> **WORK REQUIRED**
Emit the entire listing verbatim.

> **LISTING**
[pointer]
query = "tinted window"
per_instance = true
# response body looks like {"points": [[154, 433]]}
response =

> **SOLUTION TO THIS PROBLEM**
[pointer]
query = "tinted window"
per_instance = true
# response body looks like {"points": [[154, 433]]}
response =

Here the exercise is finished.